── Data entries

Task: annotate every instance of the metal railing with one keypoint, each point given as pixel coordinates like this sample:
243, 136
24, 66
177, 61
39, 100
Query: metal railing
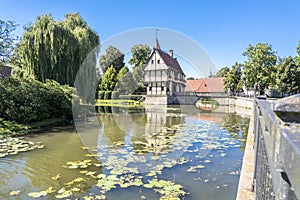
277, 155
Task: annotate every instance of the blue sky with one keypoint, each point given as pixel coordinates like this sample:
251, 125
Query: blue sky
223, 28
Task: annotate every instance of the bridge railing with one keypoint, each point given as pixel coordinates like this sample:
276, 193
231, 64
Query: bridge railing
277, 155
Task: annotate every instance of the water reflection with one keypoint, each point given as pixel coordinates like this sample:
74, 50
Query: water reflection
166, 142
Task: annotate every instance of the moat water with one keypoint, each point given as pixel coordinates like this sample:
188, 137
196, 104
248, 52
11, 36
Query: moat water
200, 152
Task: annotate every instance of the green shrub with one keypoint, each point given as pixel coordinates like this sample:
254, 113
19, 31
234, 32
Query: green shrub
107, 95
101, 94
115, 95
131, 97
27, 101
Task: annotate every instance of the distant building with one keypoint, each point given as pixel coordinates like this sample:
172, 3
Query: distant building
5, 71
206, 85
163, 75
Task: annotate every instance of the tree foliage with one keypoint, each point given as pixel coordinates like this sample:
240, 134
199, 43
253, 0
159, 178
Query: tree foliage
288, 76
52, 49
112, 57
109, 79
233, 79
261, 60
7, 40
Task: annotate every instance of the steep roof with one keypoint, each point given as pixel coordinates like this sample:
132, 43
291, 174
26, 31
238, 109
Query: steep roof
156, 44
171, 62
168, 60
205, 85
5, 71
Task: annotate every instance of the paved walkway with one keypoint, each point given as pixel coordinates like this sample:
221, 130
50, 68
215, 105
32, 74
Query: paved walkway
246, 177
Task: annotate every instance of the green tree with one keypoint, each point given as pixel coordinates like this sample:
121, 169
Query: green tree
222, 72
233, 79
288, 76
7, 40
52, 49
140, 55
261, 60
109, 79
112, 57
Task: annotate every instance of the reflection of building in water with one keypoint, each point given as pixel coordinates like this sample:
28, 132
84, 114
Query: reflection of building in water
158, 129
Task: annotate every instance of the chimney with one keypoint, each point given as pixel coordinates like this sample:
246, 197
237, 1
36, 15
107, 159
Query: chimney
171, 53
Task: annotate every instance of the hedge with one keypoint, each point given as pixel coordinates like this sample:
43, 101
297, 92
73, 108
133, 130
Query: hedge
101, 94
131, 97
27, 101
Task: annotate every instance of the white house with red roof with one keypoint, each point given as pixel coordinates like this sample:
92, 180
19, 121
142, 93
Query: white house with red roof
206, 86
163, 74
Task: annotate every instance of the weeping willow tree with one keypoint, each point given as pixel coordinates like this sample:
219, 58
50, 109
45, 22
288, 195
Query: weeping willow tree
52, 49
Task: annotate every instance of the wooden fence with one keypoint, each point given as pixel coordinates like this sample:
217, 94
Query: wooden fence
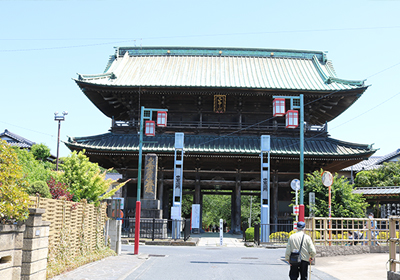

────

=== Required task ===
How many lines of the material above contain the string "tree"? Give only the number.

=== Result for this task ===
6